GIVEN INSTRUCTION
Reproduce every line of the items below verbatim, leaving out the pictures.
----- RECORDS SUPPLIED -----
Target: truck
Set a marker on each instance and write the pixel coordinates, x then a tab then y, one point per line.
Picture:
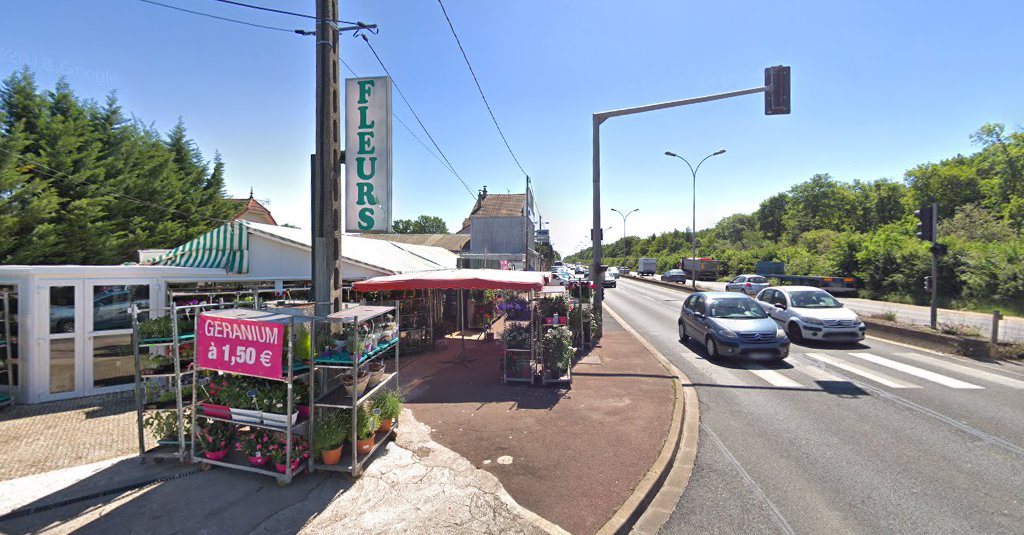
834	285
646	266
699	269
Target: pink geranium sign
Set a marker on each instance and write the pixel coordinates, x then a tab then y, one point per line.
240	346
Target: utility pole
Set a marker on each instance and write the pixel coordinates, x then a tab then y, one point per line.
326	212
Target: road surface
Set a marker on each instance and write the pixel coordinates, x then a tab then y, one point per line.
876	438
1011	328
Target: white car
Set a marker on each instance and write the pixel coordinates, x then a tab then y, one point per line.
811	314
749	284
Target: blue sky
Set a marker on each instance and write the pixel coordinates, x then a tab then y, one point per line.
878	87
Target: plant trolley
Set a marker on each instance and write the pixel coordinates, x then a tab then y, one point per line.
248	362
360	368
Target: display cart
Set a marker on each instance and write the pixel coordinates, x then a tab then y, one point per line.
328	392
6	344
289	372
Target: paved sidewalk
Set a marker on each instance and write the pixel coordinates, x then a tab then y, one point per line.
572	456
415	487
46	437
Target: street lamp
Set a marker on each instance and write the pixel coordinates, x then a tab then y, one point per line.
693	170
627	214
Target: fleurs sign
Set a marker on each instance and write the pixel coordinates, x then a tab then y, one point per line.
240	346
368	155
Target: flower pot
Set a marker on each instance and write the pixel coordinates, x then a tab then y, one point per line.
331	456
365	446
216	455
282	467
217	411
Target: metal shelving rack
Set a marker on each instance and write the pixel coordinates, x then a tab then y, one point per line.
335	397
511	356
6	398
237	460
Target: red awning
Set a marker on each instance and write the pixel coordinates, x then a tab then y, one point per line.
457	279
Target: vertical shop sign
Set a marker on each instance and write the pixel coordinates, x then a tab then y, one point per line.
240	346
368	155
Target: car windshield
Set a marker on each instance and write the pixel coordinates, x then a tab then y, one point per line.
736	310
813	300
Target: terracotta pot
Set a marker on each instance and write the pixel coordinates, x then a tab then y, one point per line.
331	456
364	447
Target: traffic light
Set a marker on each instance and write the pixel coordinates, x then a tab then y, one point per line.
926	231
777	90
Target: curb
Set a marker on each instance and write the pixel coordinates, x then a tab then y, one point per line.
655	496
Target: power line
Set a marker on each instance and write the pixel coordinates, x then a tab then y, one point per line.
417	116
293	13
236	21
411	132
478	87
79	181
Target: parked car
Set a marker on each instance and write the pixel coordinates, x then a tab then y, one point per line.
749	284
809	313
610	278
674	276
731	325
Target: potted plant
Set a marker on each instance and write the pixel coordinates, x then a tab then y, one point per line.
365	431
279	452
256	446
355	386
213	438
376	370
387	407
332	429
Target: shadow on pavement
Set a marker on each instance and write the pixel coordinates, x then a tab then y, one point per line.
168	497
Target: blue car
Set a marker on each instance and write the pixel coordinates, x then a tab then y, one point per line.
730	325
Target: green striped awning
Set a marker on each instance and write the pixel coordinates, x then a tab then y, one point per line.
225	247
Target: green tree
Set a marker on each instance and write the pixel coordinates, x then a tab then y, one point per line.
422	224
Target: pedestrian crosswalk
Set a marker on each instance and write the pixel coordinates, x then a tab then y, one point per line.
809	370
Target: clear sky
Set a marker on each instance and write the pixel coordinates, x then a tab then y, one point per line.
878	87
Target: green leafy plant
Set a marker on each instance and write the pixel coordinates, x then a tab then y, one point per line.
367	423
332	428
388	404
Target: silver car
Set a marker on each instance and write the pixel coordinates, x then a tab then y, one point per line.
749	284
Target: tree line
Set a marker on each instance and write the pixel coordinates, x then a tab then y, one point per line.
83	183
867	230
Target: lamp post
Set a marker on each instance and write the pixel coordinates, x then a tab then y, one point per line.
693	170
627	214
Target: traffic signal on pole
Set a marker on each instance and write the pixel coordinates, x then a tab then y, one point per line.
926	231
777	90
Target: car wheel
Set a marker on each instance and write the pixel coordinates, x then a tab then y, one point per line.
795	333
712	347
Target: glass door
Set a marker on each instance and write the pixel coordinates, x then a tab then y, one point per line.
61	345
110	362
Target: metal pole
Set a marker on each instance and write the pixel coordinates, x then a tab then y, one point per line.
935	264
595	264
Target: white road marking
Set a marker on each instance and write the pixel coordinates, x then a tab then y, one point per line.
867	374
773	377
919	372
967	370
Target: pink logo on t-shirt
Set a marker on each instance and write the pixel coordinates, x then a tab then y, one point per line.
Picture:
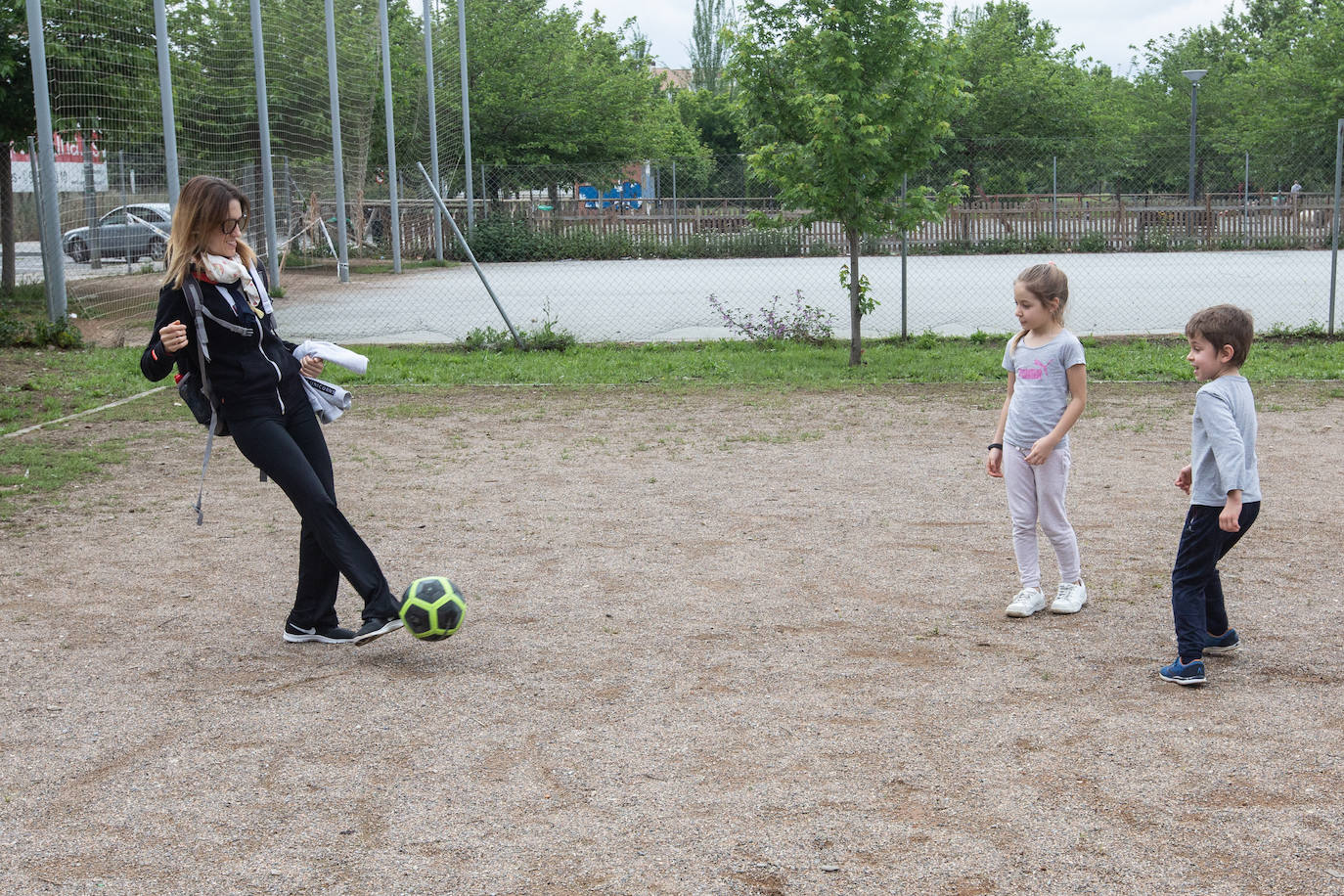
-----
SOLUTION TO THE EXERCISE
Target: truck
Set a marker on each instance and write the pixel coordinates, x then a tab then y, one point per line.
Picture:
834	285
646	266
699	269
Target: pink geranium sign
Set a marker on each instance and write the pixel coordinates, x then a tab then y, one point per line.
240	346
Target: utility pole
Set a marker on each instance and write the pixel coordinates, x then a tab then y, one point per line.
326	212
Target: road surface
Set a marker on each instance and write the pixel coordinates, x then a tab then y, one point per line.
876	438
1011	328
Target: white car
Set a marker on each instance and write the pixel coordinates, x then a tab then y, one point per line.
811	314
749	284
Target: blue sky
Set a marker on each instance and write the pixel coordinates, x then a tab then y, one point per line.
878	87
Target: plant trolley
Set a marker on each instance and write the pixel coordinates, x then a tab then y, one point per line.
248	362
360	368
Target: display cart
Set a marker on each instance and write the pixel coordinates, x then a tab then y, one point per line.
328	392
6	344
289	372
Target: paved sidewalk
Set a marker on each instance and write the pixel coordinates, x then a tab then y, one point per line.
572	456
415	487
46	437
Target: street lamp
Set a marker on each instance and write the pixel coordinates, x then a tab then y, one point per line.
693	170
627	214
Target: fleurs sign
Set a marker on each instance and write the pixel coordinates, x then a tab then y, one point per line.
240	346
368	155
Target: flower pot
Set a marker on each instance and write the pixel coordinates, x then a tab then y, one point per line.
331	456
365	446
216	455
282	467
217	411
Target: metal shelving rack
Set a marker on each instance and write the pixel coordinates, x then a tab then y, one point per line.
335	397
511	356
6	398
237	460
Target: red awning
Set a marker on each instance and write the pixel coordinates, x then a tab then y, one point per line.
457	279
Target: vertical shop sign
Set a marker on each instance and write the pixel coordinates, x then a tab then y, one point per line.
240	346
368	155
Target: car windshield
Set a marker on each instance and write the pixel coordinates, x then a tab then y, one point per line.
736	310
813	300
Target: terracotta pot
Set a marker on each instance and write the pixel coordinates, x then a tab then y, one point per line.
331	456
364	447
Target: traffic light
Set a marker on each instance and write the pixel coordinates, x then a tab then y, one point per line.
926	231
777	90
Target: curb
Set a marker on each instance and write the pixel coordinates, x then a tab then y, one point per line.
655	496
Target: power line
Set a marker on each instance and write the pixel coordinates, x then a tab then y, one point per line.
417	116
293	13
236	21
411	132
478	87
79	181
Target: parked car
Set a marker on each instance and write the pixel coordinates, x then a tab then y, one point per line.
749	284
809	313
610	278
674	276
731	325
Target: potted plant
Set a marker on each instance and write the pixel coordinates, x then a tab then y, one point per line.
365	431
279	452
256	446
355	386
213	438
376	370
387	407
332	429
Target: shadow on pavement
Set a marker on each instance and write the pixel coordinates, x then a tab then y, one point per line.
168	497
Target: blue car
Set a marker on each instance and write the pixel coordinates, x then a tab then y, one point per line.
730	325
Target: green striped awning
Set a marker on each instance and write the pixel coordinates, x then a tab then y, one point per line.
225	247
Target: green tree
Set a marker on each instance and write the pixel coordinates, x then a tab then y, one point per line.
422	224
Target: pedestrian crosswalk
Set a marker on each instance and write the pixel coordinates, x then a tab then y, one point per line.
809	370
Target: clear sky
Set a marker on each instance and write the pixel coordinates, x then a tab then y, one point per line.
878	87
Target: green leafy plant
Set a marker on each instance and write the pixel coordinates, x then a tab then y, one point per line.
367	423
332	428
388	404
Target: silver car
Set a marker on each instance and write the pixel coordinates, x then a tab then y, one point per line.
749	284
Target: tree line
Set a marker on each instance and write the pixel coordinates, x then a tab then y, one point per line.
83	183
867	230
Target: lamp post
Set a marker on each instance and write the pixel coordinates, x then a tab then y, one point per line.
693	170
627	214
Target: traffic signal on pole
Set a marker on each instance and write the pixel coordinates, x then a tab then y, one point per line.
926	231
777	90
Target: car wheel
Set a marker on each instance and write the pixel coordinates, x then a tab then y, one point per line.
795	333
712	347
Target: glass door
Set a marker on each instance and write the pixel coordinates, x then a tab then y, one point per line.
61	345
110	362
Target: metal pole
Set a marker on each instance and write the pixel coordinates, x then a tab then y, one point per line.
935	264
595	264
Target: white road marking
Set a marker on each instance and write the pixel coordinates, x then a tab then y, one point per line.
867	374
773	377
919	372
967	370
Target: pink logo on t-shirt
Set a marker on each instance and write the pixel coordinates, x then a tab then y, one point per line.
Picture:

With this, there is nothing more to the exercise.